◆ The task
The word "cloudy" may appear in the records below. Report how many lines contain it, and write nothing besides the number.

Source information below:

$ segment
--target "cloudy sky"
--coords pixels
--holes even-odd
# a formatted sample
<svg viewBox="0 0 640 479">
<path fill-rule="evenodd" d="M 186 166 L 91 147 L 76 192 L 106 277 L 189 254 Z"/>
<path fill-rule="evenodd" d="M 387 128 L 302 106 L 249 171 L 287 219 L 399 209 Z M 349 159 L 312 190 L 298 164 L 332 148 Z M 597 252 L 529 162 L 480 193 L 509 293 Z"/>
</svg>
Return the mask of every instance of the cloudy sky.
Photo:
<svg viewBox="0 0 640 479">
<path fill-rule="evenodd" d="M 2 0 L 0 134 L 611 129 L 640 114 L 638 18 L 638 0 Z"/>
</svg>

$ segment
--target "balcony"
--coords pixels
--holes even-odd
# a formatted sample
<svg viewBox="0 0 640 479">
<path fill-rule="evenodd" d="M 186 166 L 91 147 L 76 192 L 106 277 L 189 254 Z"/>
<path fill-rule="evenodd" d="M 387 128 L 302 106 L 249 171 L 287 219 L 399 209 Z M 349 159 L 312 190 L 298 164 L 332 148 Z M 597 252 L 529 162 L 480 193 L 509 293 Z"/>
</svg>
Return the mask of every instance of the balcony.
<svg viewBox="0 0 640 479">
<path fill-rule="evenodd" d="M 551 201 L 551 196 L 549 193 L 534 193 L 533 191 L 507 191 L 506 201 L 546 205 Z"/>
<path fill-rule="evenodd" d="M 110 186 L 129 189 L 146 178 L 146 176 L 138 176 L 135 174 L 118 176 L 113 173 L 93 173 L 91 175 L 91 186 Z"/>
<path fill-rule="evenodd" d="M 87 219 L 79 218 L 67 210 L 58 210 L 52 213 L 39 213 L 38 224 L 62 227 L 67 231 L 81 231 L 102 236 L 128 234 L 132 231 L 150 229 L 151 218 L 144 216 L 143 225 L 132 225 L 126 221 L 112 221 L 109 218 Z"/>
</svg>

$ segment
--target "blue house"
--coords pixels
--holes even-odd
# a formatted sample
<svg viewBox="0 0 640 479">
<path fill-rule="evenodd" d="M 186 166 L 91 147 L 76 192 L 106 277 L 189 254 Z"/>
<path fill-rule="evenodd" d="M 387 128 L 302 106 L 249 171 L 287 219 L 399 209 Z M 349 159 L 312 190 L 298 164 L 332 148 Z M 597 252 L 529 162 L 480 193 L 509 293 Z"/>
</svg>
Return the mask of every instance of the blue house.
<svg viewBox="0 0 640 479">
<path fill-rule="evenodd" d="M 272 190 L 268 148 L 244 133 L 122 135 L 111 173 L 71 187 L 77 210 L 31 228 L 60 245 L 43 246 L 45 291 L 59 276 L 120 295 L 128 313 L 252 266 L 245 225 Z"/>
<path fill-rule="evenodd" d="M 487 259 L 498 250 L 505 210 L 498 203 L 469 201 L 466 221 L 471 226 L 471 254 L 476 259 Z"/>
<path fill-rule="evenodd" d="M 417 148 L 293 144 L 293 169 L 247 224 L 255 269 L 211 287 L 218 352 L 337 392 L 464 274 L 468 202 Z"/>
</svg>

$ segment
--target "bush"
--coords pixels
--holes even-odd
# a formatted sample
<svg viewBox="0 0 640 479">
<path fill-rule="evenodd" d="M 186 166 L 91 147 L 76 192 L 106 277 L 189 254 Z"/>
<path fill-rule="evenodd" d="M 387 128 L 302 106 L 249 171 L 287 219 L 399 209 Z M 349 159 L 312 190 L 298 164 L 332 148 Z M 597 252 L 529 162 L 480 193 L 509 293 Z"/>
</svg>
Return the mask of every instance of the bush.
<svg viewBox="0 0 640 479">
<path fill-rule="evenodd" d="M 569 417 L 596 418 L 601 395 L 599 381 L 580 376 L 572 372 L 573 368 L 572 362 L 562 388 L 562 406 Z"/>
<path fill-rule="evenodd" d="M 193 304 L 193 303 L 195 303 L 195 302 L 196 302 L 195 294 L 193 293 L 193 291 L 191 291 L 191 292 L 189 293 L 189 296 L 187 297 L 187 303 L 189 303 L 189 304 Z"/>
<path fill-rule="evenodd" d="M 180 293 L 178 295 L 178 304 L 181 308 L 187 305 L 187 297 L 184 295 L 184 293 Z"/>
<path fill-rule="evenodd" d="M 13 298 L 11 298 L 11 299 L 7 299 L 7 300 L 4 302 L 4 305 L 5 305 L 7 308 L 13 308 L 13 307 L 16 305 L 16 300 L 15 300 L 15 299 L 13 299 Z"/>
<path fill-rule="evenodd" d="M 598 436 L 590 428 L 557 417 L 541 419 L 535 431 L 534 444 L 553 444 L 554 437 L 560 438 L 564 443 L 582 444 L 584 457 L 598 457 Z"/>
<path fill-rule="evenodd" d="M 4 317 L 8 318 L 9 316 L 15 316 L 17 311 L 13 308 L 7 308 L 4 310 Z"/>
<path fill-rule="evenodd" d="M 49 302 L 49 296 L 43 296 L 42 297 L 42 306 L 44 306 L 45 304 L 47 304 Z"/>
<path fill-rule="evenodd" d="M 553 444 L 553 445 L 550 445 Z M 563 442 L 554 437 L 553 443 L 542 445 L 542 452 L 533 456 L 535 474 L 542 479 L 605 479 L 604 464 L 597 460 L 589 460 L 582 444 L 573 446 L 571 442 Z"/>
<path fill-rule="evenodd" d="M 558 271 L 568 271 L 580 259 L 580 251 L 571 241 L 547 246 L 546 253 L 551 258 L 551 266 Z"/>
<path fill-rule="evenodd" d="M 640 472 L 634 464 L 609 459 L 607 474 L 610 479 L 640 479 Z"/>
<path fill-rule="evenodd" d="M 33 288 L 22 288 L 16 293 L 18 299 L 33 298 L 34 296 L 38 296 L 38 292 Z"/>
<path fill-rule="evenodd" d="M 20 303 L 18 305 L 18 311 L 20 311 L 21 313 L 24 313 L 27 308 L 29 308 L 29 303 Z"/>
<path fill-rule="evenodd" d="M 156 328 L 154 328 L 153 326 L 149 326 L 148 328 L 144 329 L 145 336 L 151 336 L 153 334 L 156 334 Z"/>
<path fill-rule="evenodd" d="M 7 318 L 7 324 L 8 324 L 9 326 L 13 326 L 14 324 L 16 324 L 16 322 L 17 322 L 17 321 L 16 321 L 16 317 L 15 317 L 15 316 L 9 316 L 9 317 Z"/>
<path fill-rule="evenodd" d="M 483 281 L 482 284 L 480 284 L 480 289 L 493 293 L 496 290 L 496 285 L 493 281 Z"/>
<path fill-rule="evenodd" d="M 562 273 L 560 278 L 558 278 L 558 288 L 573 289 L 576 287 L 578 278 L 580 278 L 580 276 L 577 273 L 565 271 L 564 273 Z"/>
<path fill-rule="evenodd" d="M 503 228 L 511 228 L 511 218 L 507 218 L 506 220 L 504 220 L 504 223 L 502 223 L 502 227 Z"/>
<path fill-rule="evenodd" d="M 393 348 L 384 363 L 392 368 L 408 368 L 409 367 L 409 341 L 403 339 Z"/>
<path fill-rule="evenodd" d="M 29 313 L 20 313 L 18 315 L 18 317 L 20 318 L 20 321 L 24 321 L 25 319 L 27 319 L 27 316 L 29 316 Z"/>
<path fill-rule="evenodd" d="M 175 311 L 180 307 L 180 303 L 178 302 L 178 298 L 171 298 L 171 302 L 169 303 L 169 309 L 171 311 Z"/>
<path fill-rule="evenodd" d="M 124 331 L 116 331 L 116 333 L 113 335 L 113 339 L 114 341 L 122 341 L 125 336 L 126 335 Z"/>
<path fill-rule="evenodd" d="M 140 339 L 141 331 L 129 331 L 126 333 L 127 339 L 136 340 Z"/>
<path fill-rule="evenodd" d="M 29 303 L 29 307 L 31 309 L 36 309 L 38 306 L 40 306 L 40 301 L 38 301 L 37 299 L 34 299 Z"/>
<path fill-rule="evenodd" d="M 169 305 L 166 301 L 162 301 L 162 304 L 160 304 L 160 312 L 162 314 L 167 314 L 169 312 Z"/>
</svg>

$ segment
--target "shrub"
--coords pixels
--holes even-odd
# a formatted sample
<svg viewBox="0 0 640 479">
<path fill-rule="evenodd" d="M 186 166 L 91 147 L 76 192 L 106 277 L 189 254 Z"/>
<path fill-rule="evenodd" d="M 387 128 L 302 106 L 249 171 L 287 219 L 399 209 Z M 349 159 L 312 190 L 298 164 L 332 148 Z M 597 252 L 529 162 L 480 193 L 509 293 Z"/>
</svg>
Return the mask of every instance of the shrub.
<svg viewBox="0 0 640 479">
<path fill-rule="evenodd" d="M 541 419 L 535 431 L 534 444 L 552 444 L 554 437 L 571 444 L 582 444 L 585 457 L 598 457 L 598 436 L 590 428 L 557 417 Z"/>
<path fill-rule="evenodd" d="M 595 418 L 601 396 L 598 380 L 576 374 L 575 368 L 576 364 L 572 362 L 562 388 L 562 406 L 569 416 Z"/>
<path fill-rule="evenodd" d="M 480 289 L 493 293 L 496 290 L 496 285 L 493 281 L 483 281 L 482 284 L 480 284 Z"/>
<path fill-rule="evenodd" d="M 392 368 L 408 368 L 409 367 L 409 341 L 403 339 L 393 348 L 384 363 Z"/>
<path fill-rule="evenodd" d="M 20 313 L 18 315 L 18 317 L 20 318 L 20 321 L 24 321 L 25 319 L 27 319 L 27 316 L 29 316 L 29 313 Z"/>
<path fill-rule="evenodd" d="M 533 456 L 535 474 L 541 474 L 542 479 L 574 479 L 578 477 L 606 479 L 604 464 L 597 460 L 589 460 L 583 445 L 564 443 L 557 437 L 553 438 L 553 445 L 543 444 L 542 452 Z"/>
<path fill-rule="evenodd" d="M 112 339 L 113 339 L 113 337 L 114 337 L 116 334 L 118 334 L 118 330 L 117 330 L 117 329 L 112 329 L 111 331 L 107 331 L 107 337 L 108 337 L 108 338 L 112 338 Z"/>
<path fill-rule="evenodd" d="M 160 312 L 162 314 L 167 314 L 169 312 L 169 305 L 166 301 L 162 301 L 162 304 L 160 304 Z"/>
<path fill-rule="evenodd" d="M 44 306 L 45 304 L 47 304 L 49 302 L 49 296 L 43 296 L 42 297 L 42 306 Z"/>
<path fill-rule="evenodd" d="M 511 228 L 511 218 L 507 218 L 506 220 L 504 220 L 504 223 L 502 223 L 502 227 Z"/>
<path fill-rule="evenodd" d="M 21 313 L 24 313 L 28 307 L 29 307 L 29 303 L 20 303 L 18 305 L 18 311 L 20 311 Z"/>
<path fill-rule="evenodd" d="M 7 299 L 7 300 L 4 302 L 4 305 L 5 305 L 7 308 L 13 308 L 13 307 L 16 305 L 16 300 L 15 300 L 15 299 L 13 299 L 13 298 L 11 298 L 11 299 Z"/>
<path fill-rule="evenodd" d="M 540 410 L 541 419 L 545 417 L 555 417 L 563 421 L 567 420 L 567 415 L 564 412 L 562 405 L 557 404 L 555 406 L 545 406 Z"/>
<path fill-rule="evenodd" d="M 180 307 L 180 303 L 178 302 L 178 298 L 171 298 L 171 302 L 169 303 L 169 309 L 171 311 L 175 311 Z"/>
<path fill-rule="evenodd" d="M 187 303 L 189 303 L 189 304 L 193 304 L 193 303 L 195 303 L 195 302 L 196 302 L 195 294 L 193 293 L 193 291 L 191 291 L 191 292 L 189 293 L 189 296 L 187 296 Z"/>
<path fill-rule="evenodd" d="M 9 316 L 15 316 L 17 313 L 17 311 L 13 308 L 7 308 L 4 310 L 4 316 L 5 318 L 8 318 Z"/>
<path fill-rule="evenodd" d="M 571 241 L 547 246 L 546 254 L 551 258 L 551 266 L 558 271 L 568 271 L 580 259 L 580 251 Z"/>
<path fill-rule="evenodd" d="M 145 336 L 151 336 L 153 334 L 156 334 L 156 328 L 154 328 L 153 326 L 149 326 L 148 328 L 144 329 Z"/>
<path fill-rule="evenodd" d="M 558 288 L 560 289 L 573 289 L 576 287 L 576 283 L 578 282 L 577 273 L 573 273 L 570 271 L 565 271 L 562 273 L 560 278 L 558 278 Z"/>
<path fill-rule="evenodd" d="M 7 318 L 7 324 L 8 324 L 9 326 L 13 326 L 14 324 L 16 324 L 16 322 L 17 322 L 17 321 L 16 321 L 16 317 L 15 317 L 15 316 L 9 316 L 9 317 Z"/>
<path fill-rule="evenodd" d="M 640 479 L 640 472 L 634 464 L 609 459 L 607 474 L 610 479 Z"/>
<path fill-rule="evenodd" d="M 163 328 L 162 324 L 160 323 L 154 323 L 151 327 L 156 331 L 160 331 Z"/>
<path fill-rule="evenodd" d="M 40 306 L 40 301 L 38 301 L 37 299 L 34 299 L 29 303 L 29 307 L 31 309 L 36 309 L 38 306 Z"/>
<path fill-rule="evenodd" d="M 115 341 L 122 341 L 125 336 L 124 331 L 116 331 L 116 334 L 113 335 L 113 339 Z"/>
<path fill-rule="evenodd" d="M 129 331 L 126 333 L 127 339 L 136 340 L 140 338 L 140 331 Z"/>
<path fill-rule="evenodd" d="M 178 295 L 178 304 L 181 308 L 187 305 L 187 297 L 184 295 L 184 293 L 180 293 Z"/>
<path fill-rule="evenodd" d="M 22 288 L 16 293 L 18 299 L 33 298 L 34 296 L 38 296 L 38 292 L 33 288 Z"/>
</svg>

End of Source information.

◆ Finished exercise
2